_Text passage:_
────────────────

How much does Spydr calibration software go for these days?
Doesn't seem as affordable as what SpectraCal offers honestly.

Jeff Stephen mentioned a great bundle:

For $99 this is a great deal. The Fire TV stick alone makes it much simpler to calibrate since it'll be automated and in-sync with CalMAN so you don't have to go through chapters or titles through AVS HD709.
http://calman.spectracal.com/home-express.html
It's a no-brainer for that much. You get a colorimeter, a pattern generator, and a 1-year software license for CalMAN software. The only real negative is there's no option for a 10-pt grayscale, but there are free alternatives like HCFR if you want that. 2-pt grayscale is already pretty damn good, and sometimes, you'll even get comparable results.

Would you ideally have separate calibrations for different viewing settings? E.g. Daytime with sunlight through a window, vs nighttime with curtains closed and artificial light? I can imagine brightness/contrast need to be adjusted for ambient light differences, and I do this - but I don't do anything with colour temp.

────────────────

_Short task 1:_ Collect every line of the records that contains the string "provide", and copy each one in full. Case matters.
_Short task 2:_ Extend the discussion of TV calibration software, starting right after its final sentence.

────────────────

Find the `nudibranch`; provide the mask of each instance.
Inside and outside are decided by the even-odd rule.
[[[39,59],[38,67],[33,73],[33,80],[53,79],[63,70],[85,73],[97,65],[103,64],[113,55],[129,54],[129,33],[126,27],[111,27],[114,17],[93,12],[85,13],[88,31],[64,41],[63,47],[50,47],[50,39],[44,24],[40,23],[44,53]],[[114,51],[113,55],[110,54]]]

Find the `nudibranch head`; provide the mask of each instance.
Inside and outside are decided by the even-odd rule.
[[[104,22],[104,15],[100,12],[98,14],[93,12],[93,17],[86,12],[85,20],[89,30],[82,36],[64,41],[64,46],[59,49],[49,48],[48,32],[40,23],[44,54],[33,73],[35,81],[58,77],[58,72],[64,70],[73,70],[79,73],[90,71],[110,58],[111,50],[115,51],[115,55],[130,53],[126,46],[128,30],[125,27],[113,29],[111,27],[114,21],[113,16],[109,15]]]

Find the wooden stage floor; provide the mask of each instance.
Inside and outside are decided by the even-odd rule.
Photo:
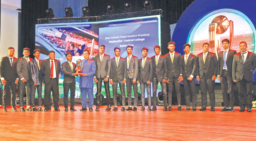
[[[0,107],[0,141],[253,140],[256,139],[256,108],[252,112],[163,111],[11,111]],[[112,109],[113,108],[112,106]],[[126,108],[127,108],[128,106]],[[146,110],[148,107],[145,107]]]

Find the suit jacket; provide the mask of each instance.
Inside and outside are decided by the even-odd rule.
[[[143,58],[140,59],[138,60],[138,73],[137,81],[139,81],[140,83],[143,80],[144,83],[147,83],[148,81],[152,82],[152,78],[153,78],[154,70],[153,68],[153,63],[152,59],[147,57],[145,61],[145,64],[144,68],[142,68],[143,63]]]
[[[199,76],[201,78],[204,73],[205,74],[206,77],[212,78],[213,75],[217,76],[218,72],[218,61],[215,54],[208,52],[205,58],[205,63],[204,64],[204,52],[197,55],[197,69],[196,70],[196,76]]]
[[[56,82],[59,84],[59,76],[60,73],[60,62],[54,59],[54,63],[55,64],[55,70],[56,71]],[[44,83],[49,83],[51,77],[51,63],[50,58],[47,59],[43,61],[40,69],[43,75],[44,75]]]
[[[183,55],[181,56],[183,79],[185,79],[186,78],[188,78],[190,77],[191,75],[194,76],[193,78],[195,78],[196,77],[195,75],[197,67],[196,56],[190,53],[187,59],[187,64],[185,65],[185,59],[184,58],[185,55]]]
[[[224,66],[223,58],[223,51],[221,51],[218,53],[218,75],[221,76],[223,71],[223,67]],[[226,65],[228,69],[228,72],[229,76],[232,77],[232,63],[233,63],[233,57],[234,55],[236,53],[236,51],[232,49],[228,49],[227,55],[226,56]]]
[[[246,80],[253,81],[253,71],[256,68],[256,56],[254,53],[248,52],[244,63],[243,63],[241,52],[234,55],[232,65],[233,80],[239,81],[244,76]]]
[[[62,72],[64,74],[63,83],[70,83],[72,82],[76,83],[76,77],[73,76],[73,73],[75,73],[76,65],[72,63],[73,69],[71,70],[69,63],[67,61],[62,63]]]
[[[153,78],[156,77],[158,82],[163,82],[163,79],[167,80],[168,68],[167,66],[166,57],[163,55],[160,55],[158,59],[157,65],[156,63],[156,56],[150,58],[153,62]]]
[[[110,62],[110,56],[104,54],[102,61],[100,61],[100,56],[99,54],[94,58],[95,64],[96,65],[96,72],[94,76],[96,78],[105,78],[107,76],[110,75],[111,63]]]
[[[4,78],[6,81],[10,79],[15,81],[18,78],[16,70],[18,59],[14,56],[12,58],[12,66],[8,56],[2,57],[0,62],[0,78]]]
[[[126,64],[128,59],[128,56],[125,57]],[[138,57],[132,55],[130,59],[130,63],[129,63],[129,69],[127,69],[127,71],[128,78],[130,79],[137,78],[138,76]]]
[[[128,74],[127,72],[127,62],[126,59],[120,57],[118,62],[118,67],[116,65],[116,57],[110,60],[111,63],[111,70],[110,79],[113,81],[117,81],[119,78],[120,81],[124,79],[127,79]]]
[[[167,59],[167,64],[168,66],[168,78],[172,78],[173,77],[178,78],[180,77],[180,74],[182,74],[182,62],[180,54],[174,52],[173,56],[173,62],[172,63],[171,55],[169,52],[164,55]],[[172,72],[173,72],[172,73]]]
[[[32,61],[28,62],[28,70],[29,77],[29,85],[33,85],[36,83],[38,85],[44,83],[44,77],[40,68],[42,65],[43,61],[39,60],[39,68],[36,58],[33,59]]]
[[[29,60],[28,62],[32,61],[32,58],[28,58]],[[17,67],[16,70],[17,74],[19,77],[19,79],[24,78],[26,80],[28,80],[29,78],[28,76],[28,63],[27,61],[27,59],[25,57],[23,56],[19,58],[17,62]]]

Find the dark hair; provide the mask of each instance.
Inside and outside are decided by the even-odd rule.
[[[66,53],[66,57],[68,56],[68,55],[69,54],[71,55],[71,56],[73,56],[73,54],[72,54],[72,53],[71,53],[71,52],[68,52],[67,53]]]
[[[116,49],[119,49],[120,51],[121,51],[121,49],[119,48],[117,48],[117,47],[116,47],[114,48],[114,52],[116,52]]]
[[[241,44],[242,43],[245,43],[246,44],[246,46],[247,46],[247,43],[246,42],[245,42],[244,41],[243,41],[240,42],[240,43],[239,44],[239,46],[240,46],[240,44]]]
[[[132,46],[127,46],[127,47],[126,47],[126,50],[127,50],[127,48],[132,48],[132,49],[133,49],[133,47]]]
[[[147,51],[148,51],[148,48],[141,48],[141,52],[142,52],[142,51],[143,51],[144,50],[147,50]]]
[[[191,46],[190,46],[190,44],[186,44],[183,46],[183,49],[185,49],[185,47],[186,47],[186,46],[189,46],[189,48],[191,47]]]
[[[161,49],[161,47],[159,46],[156,46],[155,47],[154,47],[154,50],[155,50],[156,48],[159,48],[160,49]]]
[[[173,41],[171,41],[168,43],[168,44],[167,44],[167,46],[169,46],[169,45],[170,45],[171,44],[173,44],[174,46],[175,46],[175,42]]]
[[[203,47],[204,47],[204,46],[205,45],[208,45],[208,46],[209,46],[209,47],[210,47],[210,45],[207,43],[204,43],[204,44],[203,44]]]
[[[33,54],[35,54],[36,53],[36,52],[39,51],[39,52],[40,52],[40,49],[36,49],[34,50],[33,51]]]
[[[226,42],[228,42],[228,43],[229,44],[229,40],[228,40],[228,39],[224,39],[223,40],[222,40],[222,43],[223,43],[223,41],[226,41]]]
[[[52,52],[54,53],[54,54],[55,54],[55,52],[54,52],[53,50],[51,50],[50,51],[49,51],[49,52],[48,53],[48,55],[50,55],[50,53],[52,53]]]

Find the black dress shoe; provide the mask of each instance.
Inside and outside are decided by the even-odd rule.
[[[80,111],[87,111],[87,108],[82,108],[82,109],[80,109]]]
[[[230,108],[229,109],[229,111],[230,112],[236,112],[236,110],[235,110],[234,108]]]
[[[21,108],[20,108],[20,111],[21,112],[25,112],[26,111],[25,110],[25,109],[24,109],[24,108],[23,107],[21,107]]]
[[[111,107],[108,107],[107,108],[105,109],[105,110],[106,111],[110,111],[111,110]]]
[[[192,109],[191,109],[191,111],[196,111],[196,108],[195,107],[193,107]]]
[[[132,110],[132,108],[131,107],[130,107],[129,106],[129,107],[128,107],[128,108],[126,109],[126,111],[131,111],[131,110]],[[122,110],[121,110],[121,111],[122,111]]]
[[[206,107],[202,107],[201,108],[199,109],[199,111],[206,111]]]
[[[226,111],[229,111],[229,109],[228,108],[226,108],[224,107],[223,109],[220,110],[220,111],[221,112],[226,112]]]
[[[111,108],[110,108],[110,109],[111,109]],[[115,107],[114,109],[113,109],[113,111],[117,111],[118,110],[117,107]]]
[[[70,110],[71,111],[76,111],[76,109],[75,109],[75,108],[72,107],[70,108]]]

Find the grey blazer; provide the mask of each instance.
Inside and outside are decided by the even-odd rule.
[[[105,78],[107,76],[110,75],[110,70],[111,68],[111,63],[110,62],[110,56],[105,54],[103,56],[102,61],[100,61],[100,55],[95,56],[94,61],[96,65],[96,72],[94,74],[94,76],[96,78],[99,78],[101,77],[102,78]]]

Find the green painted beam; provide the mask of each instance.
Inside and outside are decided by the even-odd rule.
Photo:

────────────────

_Final result 1:_
Find the `nudibranch`; provide the mask of each instance.
Find the `nudibranch head`; provide the mask of each instance.
Find the wooden stage floor; provide the mask of each instance.
Find the suit jacket; provide the mask of each instance.
Find the dark hair; provide the mask of each instance.
Find the black dress shoe; provide the mask of each instance.
Find the grey blazer; provide the mask of each instance.
Find the green painted beam; provide the mask of each instance.

_Final result 2:_
If you have an LED HDTV, the backlight could be adjusted for a minimal effect on black and white levels if the display is already calibrated for daytime viewing. However, the best thing in my experience is to calibrate for what specific cd/m2 (luminance levels) you desire like 80 cd/m2 for example on an HDTV, but that may be unrealistic if ambient light in the environment isn't very controllable. My eyes is sensitive to light, so even 40 cd/m2 is a bit too bright on my monitor honestly.
 
The thing is that in actual content you rarely see pure white. A color is invariably overlaid over the gray scale and in practice you will rarely actually see D65 on your screen. The whole point of D65 is to have accurate secondaries. This is most evident with people's skin tones where the wrong color temperature can make people look odd (assuming you have an accurate color decoder).
Any white point that would result in a smaller gamut than is possible with a given set of RGB primaries is technically inaccurate, as pleasing at it may seem. Such is the case with D65 or anything even bluer; it's the visual equivalent of the home theater house curve. The spectral distribution is weighted toward lower wavelengths like a cranked bass knob.
rspwavelength.jpg

5454k has equal RGB levels, balanced x,y coordinates, and the widest gamut:
NaJQfgT.png

But look what happens to RGB balance at 6500K:
uT2SDNC.png
 
Can anyone help me find proper settings for my tv? It's a bit older, having a hard time finding a config on rtings or something. It's a Sony Bravia kdl46vl160
 
Any white point that would result in a smaller gamut than is possible with a given set of RGB primaries is technically inaccurate, as pleasing at it may seem. Such is the case with D65 or anything even bluer; it's the visual equivalent of the home theater house curve. The spectral distribution is weighted toward lower wavelengths like a cranked bass knob.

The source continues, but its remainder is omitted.